#### Document text

Invariably in considering income transfers to reduce income inequality, the question will come up as to whether the recipients are worthy of receiving the transfer. In turn, because we've already considered this above, worthiness of the recipient will matter for whether donations are made. So here we will focus on those who are already working, who deserve to be making a living wage.
What then of those who are no longer counted in the labor force participation measures, as they've become too discouraged to look for work? They need income too, no doubt. The view here is that to address their needs broadly a program of voluntary income transfers is inadequate. However, some of these people might become encouraged to look for work, were the market wage substantially higher. Indeed, others who are currently working elsewhere and those unemployed who are still actively looking for a job will be attracted by work at higher wages. So the program needs to be able to expand beyond current employees, as long as employers who participate in the program are willing to hire them. As it will be for profit businesses that employ these people, hiring additional employees will only make sense if there is a business case for doing that. This is precisely the multiplier effect mentioned above.
Next, small business will be targeted as the likely targets of income transfers for their low wage employees. There are a few reasons for this. A dramatic increase in the minimum wage might constitute a substantial burden on small businesses, which don't have retained earnings nor sufficient cash flow to finance the increase. So the subsidies may point to a permanent policy targeted at small businesses to help them absorb a substantial increase in the minimum wage. Small businesses are known as job creators. If we can increase not just employment but also well paying jobs, that would be a great accomplishment. Then too, large businesses that are philosophically opposed to an increase in the minimum wage might push back at the voluntary program, aiming to disrupt it. Better to not approach them at all, especially at first. This constitutes a "judo approach" to diffusion of the idea. Win the battles you can win and fight those first.
It may be, however, that some large companies which employ a substantial number of low wage workers and which have sufficient cash reserves to pay those workers more should they decide to do so, take note of the voluntary income transfer program, its visibility and its effectiveness. Then, some of these large companies might opt to replicate the pay schedule under the program within their own companies, both because of the productivity impact on employees and because of the goodwill generated with customers as a result. Were this to happen, it should be welcomed as an encouraging development. The goal is not to make the program as big as possible, although it may seem that way to those who are wrapped up in running it. The goal is to make as many low wage workers as possible earn a living wage. Imitation of the program that is done privately would clearly help to achieve that goal. Further, it would be an indicator that the program is working.

########
#### Items

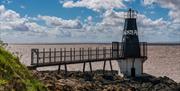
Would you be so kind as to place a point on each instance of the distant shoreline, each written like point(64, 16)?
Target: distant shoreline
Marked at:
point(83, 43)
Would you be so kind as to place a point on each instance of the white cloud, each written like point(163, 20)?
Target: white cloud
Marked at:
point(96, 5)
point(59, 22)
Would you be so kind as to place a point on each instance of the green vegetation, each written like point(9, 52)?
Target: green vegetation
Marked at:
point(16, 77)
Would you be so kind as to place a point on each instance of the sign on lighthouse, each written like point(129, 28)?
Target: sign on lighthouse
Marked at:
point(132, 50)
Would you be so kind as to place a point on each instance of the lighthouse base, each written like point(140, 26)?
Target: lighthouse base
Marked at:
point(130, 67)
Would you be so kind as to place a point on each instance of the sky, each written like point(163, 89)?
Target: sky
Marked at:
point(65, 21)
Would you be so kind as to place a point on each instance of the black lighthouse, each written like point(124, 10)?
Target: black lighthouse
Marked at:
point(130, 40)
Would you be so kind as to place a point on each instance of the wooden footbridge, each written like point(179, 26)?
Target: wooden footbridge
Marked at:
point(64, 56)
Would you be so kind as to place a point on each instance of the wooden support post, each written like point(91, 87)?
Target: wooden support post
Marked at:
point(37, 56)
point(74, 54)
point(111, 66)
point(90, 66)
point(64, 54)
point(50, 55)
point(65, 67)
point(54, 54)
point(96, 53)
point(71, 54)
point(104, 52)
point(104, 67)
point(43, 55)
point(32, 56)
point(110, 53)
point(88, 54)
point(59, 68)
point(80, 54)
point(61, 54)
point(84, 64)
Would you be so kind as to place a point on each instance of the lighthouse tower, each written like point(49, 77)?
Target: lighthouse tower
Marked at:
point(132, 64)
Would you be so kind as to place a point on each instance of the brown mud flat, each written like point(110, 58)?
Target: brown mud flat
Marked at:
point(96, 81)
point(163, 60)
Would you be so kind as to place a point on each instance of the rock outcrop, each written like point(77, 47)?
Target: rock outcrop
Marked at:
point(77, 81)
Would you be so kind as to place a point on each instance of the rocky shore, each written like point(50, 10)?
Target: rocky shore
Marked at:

########

Written exercise A
In the passage on voluntary income transfers, what name is given to the strategy of not approaching large businesses at first?
Written exercise B
Continue the passage on voluntary income transfers, starting after its final sentence.

Result A
A "judo approach" to diffusion of the idea.

Result B
There is one more caveat, this time a political one. Ideally, the projects are diverse, both geographically and in the nature of the communities they serve. It would be far better to have one project in each Congressional district than to have a cluster of projects in a few Congressional districts and no project whatsoever in many other Congressional districts. There need to be urban projects, suburban projects, and rural projects. There need to be projects in red states, blue states, and purple states. Some projects may benefit one gender over another, by the nature of who does the subsidized work in those communities. There then needs to be other projects where the benefit goes the other way. This is likewise true for projects that benefit people of a certain race or national origin. Once income transfer via an increase in the minimum wage becomes law, the impact will be felt across the country. For people to vote to support that outcome, they need to believe it will actually happen. The diversity of projects is a necessary precondition to encourage that belief.
Let us turn to description of the subsidy policy. Eligible employees will receive a subsidy based on their current hourly wage. The subsidy added to the hourly wage will then be at least $15/hour, the minimum wage in the Democrats proposal. (The current Federal minimum wage is $7.25/hour. Many states have a minimum wage that is in excess of the Federal minimum wage.)
Let's note the following issue, which impacts how the subsidy policy is constructed. Consider two different people who currently earn less than $15/hour but who are paid at different wage rates. Should the differential between their current wages matter in determining what they earn after the subsidy policy is introduced?
Much of the public discussion about raising the minimum wage ignores this issue. But, as I'm trained in microeconomics, I have a healthy respect for wage differentials. They exist for some reason. Here are a handful of possible explanations for them.
a) The higher paid person is receiving a reward for seniority. That person has been on the job longer. The business makes it a policy to reward its long-time employees.
b) The higher paid person does a different job that entails more responsibility and is being rewarded for that.
c) The higher paid person does a job that is more unpleasant (such as work the night shift). This sort of wage differential is called a compensating differential.
d) The higher paid person works for the employer across the street, who is more generous paying her employees than the other employer, because she feels she gets more out of her employees that way.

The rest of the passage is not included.